** Reading text follows **

Q: How will I know which plan is best for me?

A: A new website will be available to provide easy to understand information that will help consumers make informed choices based on their needs. In addition, the new insurance marketplace – the exchange – will provide consumer assistance offices with trained experts to help you “navigate” the health care choices and help you enroll in the plan you choose.

Q: Can I buy insurance in another state?

A: Yes. 

If you live in a State that is part of an inter-state compact, you can purchase coverage in a neighboring State. These interstate markets will continue to provide basic consumer protections, access to essential benefits, and other insurance reforms that are included in health reform.

Q: Will the government decide what treatment I can get?

A: No.   

Treatment decisions will be made by your doctor and you, just as they are today. The government will not interfere with your relationship with your doctor.

Situation 5 – I buy my own insurance

You will have access to new insurance choices in the same insurance marketplace where all members of Congress will buy their insurance. Either way, there will be new protections from insurance company abuses, and tax credits will make coverage more affordable.

Q: Will I pay more than I am paying today?

A: No.

** End of Reading text **
** Source data follows **

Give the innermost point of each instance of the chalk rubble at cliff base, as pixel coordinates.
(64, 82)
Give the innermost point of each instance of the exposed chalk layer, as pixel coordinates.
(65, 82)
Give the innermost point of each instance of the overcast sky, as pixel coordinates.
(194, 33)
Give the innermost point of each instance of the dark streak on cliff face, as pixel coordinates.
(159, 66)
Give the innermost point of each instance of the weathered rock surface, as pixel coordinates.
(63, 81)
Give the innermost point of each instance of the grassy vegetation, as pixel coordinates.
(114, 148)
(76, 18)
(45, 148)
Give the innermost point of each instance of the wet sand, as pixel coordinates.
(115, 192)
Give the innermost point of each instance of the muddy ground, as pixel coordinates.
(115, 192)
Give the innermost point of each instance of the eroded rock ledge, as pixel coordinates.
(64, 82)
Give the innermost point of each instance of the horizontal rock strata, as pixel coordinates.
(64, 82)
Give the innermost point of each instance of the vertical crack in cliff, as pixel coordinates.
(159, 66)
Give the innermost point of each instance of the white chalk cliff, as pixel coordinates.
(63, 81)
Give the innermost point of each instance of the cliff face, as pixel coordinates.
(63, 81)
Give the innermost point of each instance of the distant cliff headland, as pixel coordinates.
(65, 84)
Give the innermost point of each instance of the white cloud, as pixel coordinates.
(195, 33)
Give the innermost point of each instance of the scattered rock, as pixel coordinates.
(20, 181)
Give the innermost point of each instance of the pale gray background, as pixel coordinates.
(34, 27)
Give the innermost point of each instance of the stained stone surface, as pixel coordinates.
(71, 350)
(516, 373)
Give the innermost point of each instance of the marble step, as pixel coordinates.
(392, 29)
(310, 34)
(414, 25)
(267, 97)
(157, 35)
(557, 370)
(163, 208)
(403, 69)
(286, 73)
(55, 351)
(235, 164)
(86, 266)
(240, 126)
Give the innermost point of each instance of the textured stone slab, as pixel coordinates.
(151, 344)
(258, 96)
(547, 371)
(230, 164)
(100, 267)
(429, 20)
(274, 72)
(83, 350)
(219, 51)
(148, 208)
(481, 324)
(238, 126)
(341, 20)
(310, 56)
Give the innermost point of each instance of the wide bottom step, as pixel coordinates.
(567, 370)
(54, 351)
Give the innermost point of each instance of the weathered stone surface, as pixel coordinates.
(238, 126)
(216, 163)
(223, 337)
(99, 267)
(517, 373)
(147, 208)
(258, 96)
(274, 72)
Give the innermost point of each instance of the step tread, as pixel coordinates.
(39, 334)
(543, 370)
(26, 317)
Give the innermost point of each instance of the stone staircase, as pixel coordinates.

** End of Source data **

▸ Problem set:
a) In the health reform FAQ, what does the text say will make coverage more affordable for people who buy their own insurance? Answer in one to three sentences.
b) Print the part of the health reform FAQ starting at "Situation 5 –" and ending at "am paying today?".
c) Write what comes next in the health reform FAQ, following its last answer.

▸ Results by task:
a) Tax credits will make coverage more affordable for people who buy their own insurance.

b)
Situation 5 – I buy my own insurance

You will have access to new insurance choices in the same insurance marketplace where all members of Congress will buy their insurance. Either way, there will be new protections from insurance company abuses, and tax credits will make coverage more affordable.

Q: Will I pay more than I am paying today?

c)
You will likely pay less—perhaps much less.  If you buy coverage like you have today on your own, premiums are expected to drop by 14 to 20 percent. If you get coverage through your job, premiums could decline by up to 3 percent.

In addition, many Americans buying coverage in the individual market will qualify for tax credits that reduce their premiums by an average of nearly 60 percent – and they will get better coverage than what they have today.

Q: Will I have to pay higher co-pays and deductibles?

A: Highly unlikely.  

Health insurance reform will limit what you have to pay out of pocket, a protection that does not exist today.  And for the first time, no one will be required to pay more than a set percentage of their income on health care coverage. 

And, if you like the coverage you have today, you can keep it.

Q: Can I still see specialists?

A: Yes.

With health insurance reform, you will have more secure and comprehensive coverage. All plans in the exchange will be required to provide a package of essential benefits – a guarantee that is not available today – and the package will include preventive services at no cost.  Consumers shopping in the exchange will choose from options that provide different levels of cost-sharing so that they can pick a plan that best meets their needs and financial circumstances.

Q: Will I be able to challenge coverage decisions by my insurance plan?

A: Yes.

Every insurance plan will be required to have a process for resolving disputes around your benefits and coverage, and you’ll be able to appeal any plan decisions that you disagree with to an independent appeals process.

Beyond that, States will receive support to set up independent offices to assist consumers with filing insurance complaints and appeals.

Q: What are you going to do about all the confusing forms I have to fill out?

A: Make it simple.

Health reform will require plans to use clear and plain language on insurance forms so that you can easily understand what benefits and what doctors are covered in your plan. And, it will standardize forms to reduce the confusing and overwhelming paperwork that all Americans have to confront today.

Q: What will happen if my insurance company raises my rates?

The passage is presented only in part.